> **Problem to work on**:
Write out again only the lines running from the one that contains "point: open book" to the end of the records below, including both the first and the last.

> **The records**:

<<<<

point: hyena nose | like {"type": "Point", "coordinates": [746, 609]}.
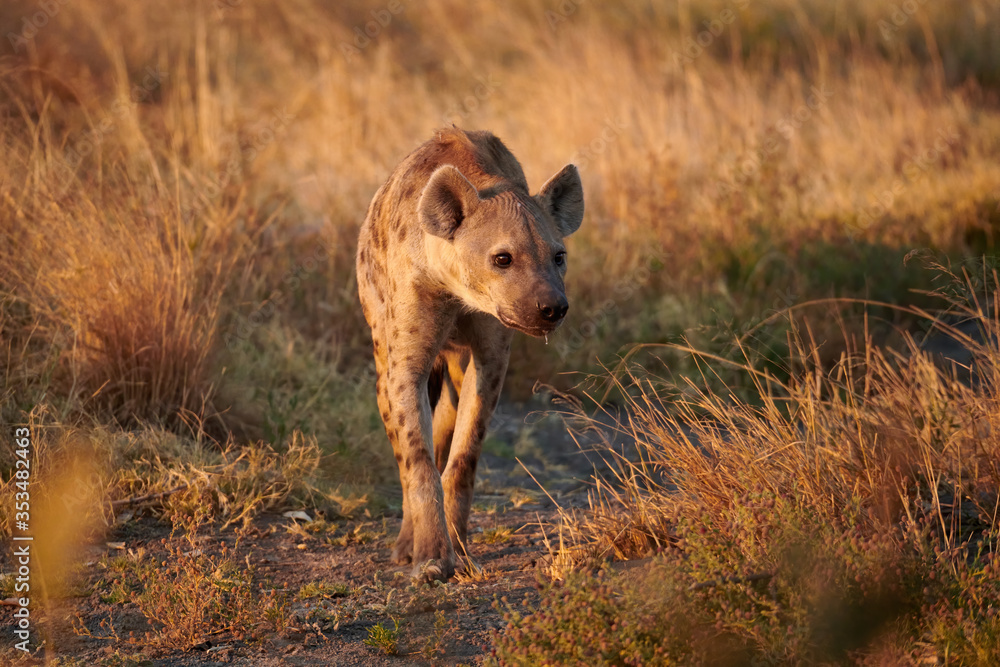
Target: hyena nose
{"type": "Point", "coordinates": [553, 312]}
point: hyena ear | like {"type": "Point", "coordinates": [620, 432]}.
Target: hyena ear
{"type": "Point", "coordinates": [447, 200]}
{"type": "Point", "coordinates": [562, 197]}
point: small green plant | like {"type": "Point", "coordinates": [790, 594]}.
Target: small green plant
{"type": "Point", "coordinates": [434, 646]}
{"type": "Point", "coordinates": [384, 639]}
{"type": "Point", "coordinates": [495, 535]}
{"type": "Point", "coordinates": [192, 594]}
{"type": "Point", "coordinates": [322, 589]}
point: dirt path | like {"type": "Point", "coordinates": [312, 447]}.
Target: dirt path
{"type": "Point", "coordinates": [346, 564]}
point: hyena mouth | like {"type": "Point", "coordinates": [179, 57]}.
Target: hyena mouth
{"type": "Point", "coordinates": [530, 329]}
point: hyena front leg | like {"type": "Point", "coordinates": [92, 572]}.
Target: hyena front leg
{"type": "Point", "coordinates": [423, 538]}
{"type": "Point", "coordinates": [477, 401]}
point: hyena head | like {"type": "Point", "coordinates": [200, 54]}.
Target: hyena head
{"type": "Point", "coordinates": [501, 250]}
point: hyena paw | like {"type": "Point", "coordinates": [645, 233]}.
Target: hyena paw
{"type": "Point", "coordinates": [402, 551]}
{"type": "Point", "coordinates": [438, 569]}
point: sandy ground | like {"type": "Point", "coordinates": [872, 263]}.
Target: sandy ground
{"type": "Point", "coordinates": [444, 624]}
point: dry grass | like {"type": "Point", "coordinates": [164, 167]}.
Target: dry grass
{"type": "Point", "coordinates": [850, 514]}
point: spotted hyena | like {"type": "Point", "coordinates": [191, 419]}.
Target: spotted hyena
{"type": "Point", "coordinates": [453, 256]}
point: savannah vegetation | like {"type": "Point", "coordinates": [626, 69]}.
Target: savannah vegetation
{"type": "Point", "coordinates": [785, 198]}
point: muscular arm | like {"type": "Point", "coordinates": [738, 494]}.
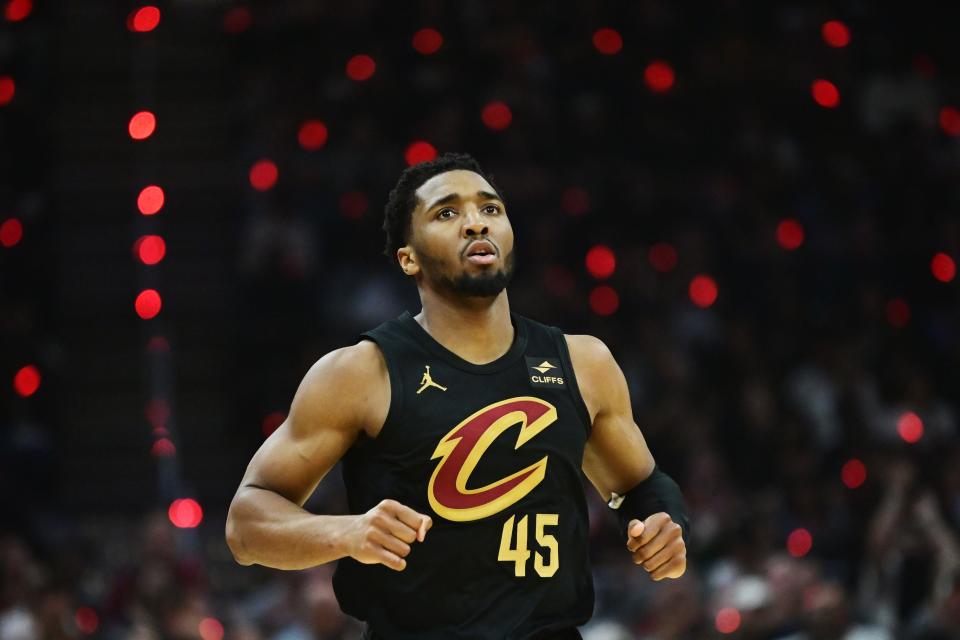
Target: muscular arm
{"type": "Point", "coordinates": [340, 395]}
{"type": "Point", "coordinates": [616, 457]}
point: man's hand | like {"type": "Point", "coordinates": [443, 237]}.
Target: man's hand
{"type": "Point", "coordinates": [657, 545]}
{"type": "Point", "coordinates": [383, 535]}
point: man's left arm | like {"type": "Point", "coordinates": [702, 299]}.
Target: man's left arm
{"type": "Point", "coordinates": [619, 464]}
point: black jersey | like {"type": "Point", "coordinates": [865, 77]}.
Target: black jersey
{"type": "Point", "coordinates": [492, 452]}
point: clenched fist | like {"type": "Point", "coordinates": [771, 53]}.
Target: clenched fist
{"type": "Point", "coordinates": [657, 545]}
{"type": "Point", "coordinates": [383, 535]}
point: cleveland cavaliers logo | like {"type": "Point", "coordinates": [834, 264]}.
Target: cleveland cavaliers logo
{"type": "Point", "coordinates": [460, 452]}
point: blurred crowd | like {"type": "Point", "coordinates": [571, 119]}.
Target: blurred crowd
{"type": "Point", "coordinates": [809, 414]}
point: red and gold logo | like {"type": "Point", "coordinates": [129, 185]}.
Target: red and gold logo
{"type": "Point", "coordinates": [460, 452]}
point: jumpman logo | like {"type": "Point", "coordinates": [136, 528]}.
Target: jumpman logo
{"type": "Point", "coordinates": [427, 381]}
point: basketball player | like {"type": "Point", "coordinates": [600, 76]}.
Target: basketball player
{"type": "Point", "coordinates": [463, 432]}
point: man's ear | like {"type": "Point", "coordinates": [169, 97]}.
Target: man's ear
{"type": "Point", "coordinates": [407, 260]}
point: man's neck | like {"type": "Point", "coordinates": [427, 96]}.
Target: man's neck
{"type": "Point", "coordinates": [478, 330]}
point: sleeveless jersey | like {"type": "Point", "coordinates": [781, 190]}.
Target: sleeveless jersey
{"type": "Point", "coordinates": [492, 453]}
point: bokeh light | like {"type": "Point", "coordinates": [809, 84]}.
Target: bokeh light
{"type": "Point", "coordinates": [271, 422]}
{"type": "Point", "coordinates": [7, 90]}
{"type": "Point", "coordinates": [790, 234]}
{"type": "Point", "coordinates": [237, 20]}
{"type": "Point", "coordinates": [943, 267]}
{"type": "Point", "coordinates": [142, 125]}
{"type": "Point", "coordinates": [26, 381]}
{"type": "Point", "coordinates": [727, 620]}
{"type": "Point", "coordinates": [835, 33]}
{"type": "Point", "coordinates": [86, 620]}
{"type": "Point", "coordinates": [662, 257]}
{"type": "Point", "coordinates": [148, 304]}
{"type": "Point", "coordinates": [853, 473]}
{"type": "Point", "coordinates": [427, 41]}
{"type": "Point", "coordinates": [11, 232]}
{"type": "Point", "coordinates": [496, 115]}
{"type": "Point", "coordinates": [150, 249]}
{"type": "Point", "coordinates": [601, 262]}
{"type": "Point", "coordinates": [185, 513]}
{"type": "Point", "coordinates": [210, 629]}
{"type": "Point", "coordinates": [144, 19]}
{"type": "Point", "coordinates": [17, 10]}
{"type": "Point", "coordinates": [607, 41]}
{"type": "Point", "coordinates": [898, 312]}
{"type": "Point", "coordinates": [312, 135]}
{"type": "Point", "coordinates": [799, 542]}
{"type": "Point", "coordinates": [950, 121]}
{"type": "Point", "coordinates": [575, 201]}
{"type": "Point", "coordinates": [659, 76]}
{"type": "Point", "coordinates": [825, 93]}
{"type": "Point", "coordinates": [361, 67]}
{"type": "Point", "coordinates": [263, 174]}
{"type": "Point", "coordinates": [703, 291]}
{"type": "Point", "coordinates": [604, 300]}
{"type": "Point", "coordinates": [150, 200]}
{"type": "Point", "coordinates": [418, 152]}
{"type": "Point", "coordinates": [910, 427]}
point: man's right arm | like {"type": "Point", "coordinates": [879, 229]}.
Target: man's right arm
{"type": "Point", "coordinates": [343, 393]}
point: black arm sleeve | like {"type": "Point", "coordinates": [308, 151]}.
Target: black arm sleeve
{"type": "Point", "coordinates": [655, 494]}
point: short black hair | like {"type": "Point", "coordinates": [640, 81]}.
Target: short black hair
{"type": "Point", "coordinates": [403, 200]}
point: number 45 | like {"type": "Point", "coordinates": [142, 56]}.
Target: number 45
{"type": "Point", "coordinates": [521, 554]}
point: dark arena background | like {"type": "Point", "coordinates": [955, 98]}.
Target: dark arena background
{"type": "Point", "coordinates": [755, 205]}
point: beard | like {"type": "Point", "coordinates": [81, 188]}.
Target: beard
{"type": "Point", "coordinates": [483, 285]}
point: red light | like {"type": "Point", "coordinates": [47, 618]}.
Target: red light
{"type": "Point", "coordinates": [150, 200]}
{"type": "Point", "coordinates": [727, 620]}
{"type": "Point", "coordinates": [7, 88]}
{"type": "Point", "coordinates": [601, 262]}
{"type": "Point", "coordinates": [142, 125]}
{"type": "Point", "coordinates": [949, 120]}
{"type": "Point", "coordinates": [148, 304]}
{"type": "Point", "coordinates": [271, 422]}
{"type": "Point", "coordinates": [237, 20]}
{"type": "Point", "coordinates": [703, 291]}
{"type": "Point", "coordinates": [662, 257]}
{"type": "Point", "coordinates": [825, 93]}
{"type": "Point", "coordinates": [659, 76]}
{"type": "Point", "coordinates": [898, 312]}
{"type": "Point", "coordinates": [150, 249]}
{"type": "Point", "coordinates": [210, 629]}
{"type": "Point", "coordinates": [11, 232]}
{"type": "Point", "coordinates": [790, 234]}
{"type": "Point", "coordinates": [144, 19]}
{"type": "Point", "coordinates": [427, 41]}
{"type": "Point", "coordinates": [853, 473]}
{"type": "Point", "coordinates": [163, 448]}
{"type": "Point", "coordinates": [607, 41]}
{"type": "Point", "coordinates": [185, 513]}
{"type": "Point", "coordinates": [361, 67]}
{"type": "Point", "coordinates": [910, 427]}
{"type": "Point", "coordinates": [943, 267]}
{"type": "Point", "coordinates": [26, 381]}
{"type": "Point", "coordinates": [17, 10]}
{"type": "Point", "coordinates": [312, 135]}
{"type": "Point", "coordinates": [353, 204]}
{"type": "Point", "coordinates": [418, 152]}
{"type": "Point", "coordinates": [263, 175]}
{"type": "Point", "coordinates": [87, 620]}
{"type": "Point", "coordinates": [496, 116]}
{"type": "Point", "coordinates": [575, 201]}
{"type": "Point", "coordinates": [799, 543]}
{"type": "Point", "coordinates": [835, 33]}
{"type": "Point", "coordinates": [604, 300]}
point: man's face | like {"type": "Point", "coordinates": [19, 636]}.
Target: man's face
{"type": "Point", "coordinates": [461, 240]}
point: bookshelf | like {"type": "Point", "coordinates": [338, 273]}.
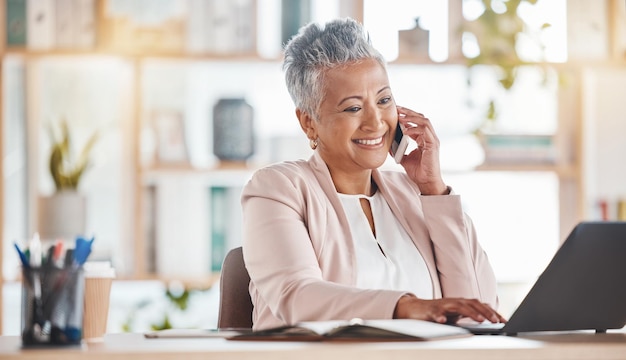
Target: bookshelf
{"type": "Point", "coordinates": [146, 64]}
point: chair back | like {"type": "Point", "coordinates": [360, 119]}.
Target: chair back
{"type": "Point", "coordinates": [236, 307]}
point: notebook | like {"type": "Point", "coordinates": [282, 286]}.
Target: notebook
{"type": "Point", "coordinates": [582, 288]}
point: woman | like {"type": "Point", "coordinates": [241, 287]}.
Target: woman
{"type": "Point", "coordinates": [336, 238]}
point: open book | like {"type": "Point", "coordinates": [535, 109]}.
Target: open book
{"type": "Point", "coordinates": [358, 330]}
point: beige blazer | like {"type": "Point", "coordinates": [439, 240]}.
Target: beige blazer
{"type": "Point", "coordinates": [299, 252]}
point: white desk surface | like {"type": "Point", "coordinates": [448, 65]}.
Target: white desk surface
{"type": "Point", "coordinates": [576, 345]}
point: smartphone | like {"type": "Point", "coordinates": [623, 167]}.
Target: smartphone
{"type": "Point", "coordinates": [399, 144]}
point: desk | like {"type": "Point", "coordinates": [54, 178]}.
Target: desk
{"type": "Point", "coordinates": [579, 345]}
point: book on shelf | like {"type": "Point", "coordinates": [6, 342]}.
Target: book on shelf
{"type": "Point", "coordinates": [519, 149]}
{"type": "Point", "coordinates": [225, 222]}
{"type": "Point", "coordinates": [41, 27]}
{"type": "Point", "coordinates": [358, 330]}
{"type": "Point", "coordinates": [221, 27]}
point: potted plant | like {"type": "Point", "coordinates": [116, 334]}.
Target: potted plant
{"type": "Point", "coordinates": [62, 214]}
{"type": "Point", "coordinates": [497, 31]}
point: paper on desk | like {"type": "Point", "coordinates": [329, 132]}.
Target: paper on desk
{"type": "Point", "coordinates": [194, 333]}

>>>>

> **Answer to the problem**:
point: open book | like {"type": "Point", "coordinates": [535, 109]}.
Target: open book
{"type": "Point", "coordinates": [358, 330]}
point: beige blazer | like {"type": "Point", "coordinates": [439, 240]}.
Target: beige blazer
{"type": "Point", "coordinates": [299, 252]}
point: white desk surface | like {"type": "Point", "coordinates": [448, 65]}.
Target: white desk surface
{"type": "Point", "coordinates": [576, 345]}
point: smartphone | like {"type": "Point", "coordinates": [623, 167]}.
Target: smartphone
{"type": "Point", "coordinates": [399, 144]}
point: desk | like {"type": "Point", "coordinates": [54, 178]}.
Target: desk
{"type": "Point", "coordinates": [579, 345]}
point: book on shelf | like {"type": "Point", "coordinates": [6, 342]}.
Target: book on shelf
{"type": "Point", "coordinates": [519, 149]}
{"type": "Point", "coordinates": [225, 222]}
{"type": "Point", "coordinates": [41, 27]}
{"type": "Point", "coordinates": [358, 330]}
{"type": "Point", "coordinates": [221, 27]}
point: potted plant | like {"type": "Point", "coordinates": [116, 334]}.
Target: potted plant
{"type": "Point", "coordinates": [62, 214]}
{"type": "Point", "coordinates": [497, 31]}
point: paper on desk | like {"type": "Point", "coordinates": [329, 132]}.
Target: paper on desk
{"type": "Point", "coordinates": [194, 333]}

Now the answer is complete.